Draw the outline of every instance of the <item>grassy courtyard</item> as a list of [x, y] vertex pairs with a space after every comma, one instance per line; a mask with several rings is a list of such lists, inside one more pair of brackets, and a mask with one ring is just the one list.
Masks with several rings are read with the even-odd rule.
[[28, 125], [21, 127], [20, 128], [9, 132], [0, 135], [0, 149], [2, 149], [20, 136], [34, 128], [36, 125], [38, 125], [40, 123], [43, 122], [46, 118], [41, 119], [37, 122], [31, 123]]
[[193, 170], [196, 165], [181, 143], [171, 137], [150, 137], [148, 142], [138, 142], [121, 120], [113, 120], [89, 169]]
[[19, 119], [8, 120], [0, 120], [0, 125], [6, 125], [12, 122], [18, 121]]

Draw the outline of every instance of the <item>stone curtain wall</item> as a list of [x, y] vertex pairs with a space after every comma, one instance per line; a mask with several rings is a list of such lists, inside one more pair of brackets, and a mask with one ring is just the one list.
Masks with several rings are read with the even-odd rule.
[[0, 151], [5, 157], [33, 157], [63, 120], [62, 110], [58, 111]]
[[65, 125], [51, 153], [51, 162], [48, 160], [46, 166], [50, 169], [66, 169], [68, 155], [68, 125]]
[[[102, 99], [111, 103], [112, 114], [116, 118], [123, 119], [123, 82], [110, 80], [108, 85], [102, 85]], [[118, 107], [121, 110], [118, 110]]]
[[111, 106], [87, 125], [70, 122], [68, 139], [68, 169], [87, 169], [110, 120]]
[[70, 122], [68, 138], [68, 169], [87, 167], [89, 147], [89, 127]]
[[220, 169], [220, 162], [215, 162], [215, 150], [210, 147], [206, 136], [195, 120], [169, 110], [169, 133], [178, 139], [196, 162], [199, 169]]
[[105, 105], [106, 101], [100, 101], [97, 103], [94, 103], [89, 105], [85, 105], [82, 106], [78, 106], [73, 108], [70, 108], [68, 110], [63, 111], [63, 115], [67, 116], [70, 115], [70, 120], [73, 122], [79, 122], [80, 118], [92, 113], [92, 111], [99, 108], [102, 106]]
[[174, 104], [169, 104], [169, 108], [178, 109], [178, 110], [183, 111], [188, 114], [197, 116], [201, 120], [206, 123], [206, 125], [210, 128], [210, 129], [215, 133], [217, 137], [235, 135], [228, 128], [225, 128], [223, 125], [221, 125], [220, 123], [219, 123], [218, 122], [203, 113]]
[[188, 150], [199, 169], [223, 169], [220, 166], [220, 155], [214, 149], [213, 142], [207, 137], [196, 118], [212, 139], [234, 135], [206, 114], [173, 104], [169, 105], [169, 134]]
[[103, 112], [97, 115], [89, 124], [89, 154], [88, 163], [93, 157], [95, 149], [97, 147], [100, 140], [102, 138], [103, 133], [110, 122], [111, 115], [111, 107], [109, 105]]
——
Turn every line of the records above into a Markdown table, skipping blank lines, with a "Row" column for the row number and a "Line" column for the line itself.

▸ Exercise solution:
| Row | Line |
|---|---|
| 1 | Draw the outline of every instance of the <item>grassy courtyard</item> as a list of [x, y] vertex pairs with a space after every comma, one instance per line; a mask with several rings is a list of such lists, inside one more pair of brackets, and a mask with one ring is just the one list. |
| 2 | Masks with several rings are read with the even-odd rule. |
| 3 | [[28, 125], [21, 127], [20, 128], [9, 132], [0, 135], [0, 149], [2, 149], [20, 136], [34, 128], [36, 125], [38, 125], [40, 123], [43, 122], [46, 118], [41, 119], [37, 122], [31, 123]] |
| 4 | [[193, 170], [196, 165], [181, 143], [171, 137], [150, 137], [148, 142], [138, 142], [121, 120], [113, 120], [89, 169]] |
| 5 | [[19, 119], [8, 120], [0, 120], [0, 125], [6, 125], [12, 122], [18, 121]] |
| 6 | Draw the outline of every instance of the <item>stone curtain wall</item> as a list of [x, y] vertex pairs with a space after every comma, one instance per line; a mask with several rings is a list of such lists, inside one more pair of brackets, and a mask with one ring is just the one list. |
| 7 | Masks with several rings are read with the even-odd rule. |
| 8 | [[0, 151], [5, 157], [33, 157], [63, 120], [62, 110], [58, 111]] |
| 9 | [[65, 125], [51, 153], [51, 162], [48, 160], [46, 166], [50, 169], [66, 169], [68, 155], [68, 125]] |
| 10 | [[[102, 99], [111, 103], [112, 114], [116, 118], [123, 119], [123, 82], [110, 80], [108, 85], [102, 85]], [[118, 107], [121, 110], [118, 110]]] |
| 11 | [[111, 106], [87, 125], [70, 122], [68, 139], [68, 169], [87, 169], [110, 120]] |
| 12 | [[70, 122], [68, 138], [68, 169], [87, 167], [89, 147], [89, 127]] |
| 13 | [[220, 169], [220, 162], [215, 162], [215, 150], [210, 147], [206, 136], [195, 120], [169, 110], [169, 133], [178, 139], [196, 162], [199, 169]] |
| 14 | [[105, 105], [106, 101], [100, 101], [97, 103], [94, 103], [89, 105], [85, 105], [82, 106], [78, 106], [73, 108], [70, 108], [68, 110], [63, 111], [63, 115], [67, 116], [70, 115], [70, 120], [73, 122], [79, 122], [80, 118], [92, 113], [92, 111], [99, 108], [102, 106]] |
| 15 | [[174, 104], [169, 104], [169, 108], [178, 109], [178, 110], [183, 111], [188, 114], [197, 116], [201, 120], [206, 123], [206, 125], [210, 128], [210, 129], [215, 133], [217, 137], [235, 135], [228, 128], [225, 128], [223, 125], [221, 125], [220, 123], [219, 123], [218, 122], [203, 113]] |
| 16 | [[188, 150], [199, 169], [223, 169], [220, 166], [220, 155], [214, 149], [213, 142], [207, 137], [196, 118], [212, 139], [234, 135], [206, 114], [173, 104], [169, 105], [169, 134]] |
| 17 | [[103, 112], [97, 115], [89, 124], [89, 154], [88, 163], [93, 157], [95, 149], [97, 147], [100, 140], [102, 138], [103, 133], [110, 122], [111, 115], [111, 107], [109, 105]] |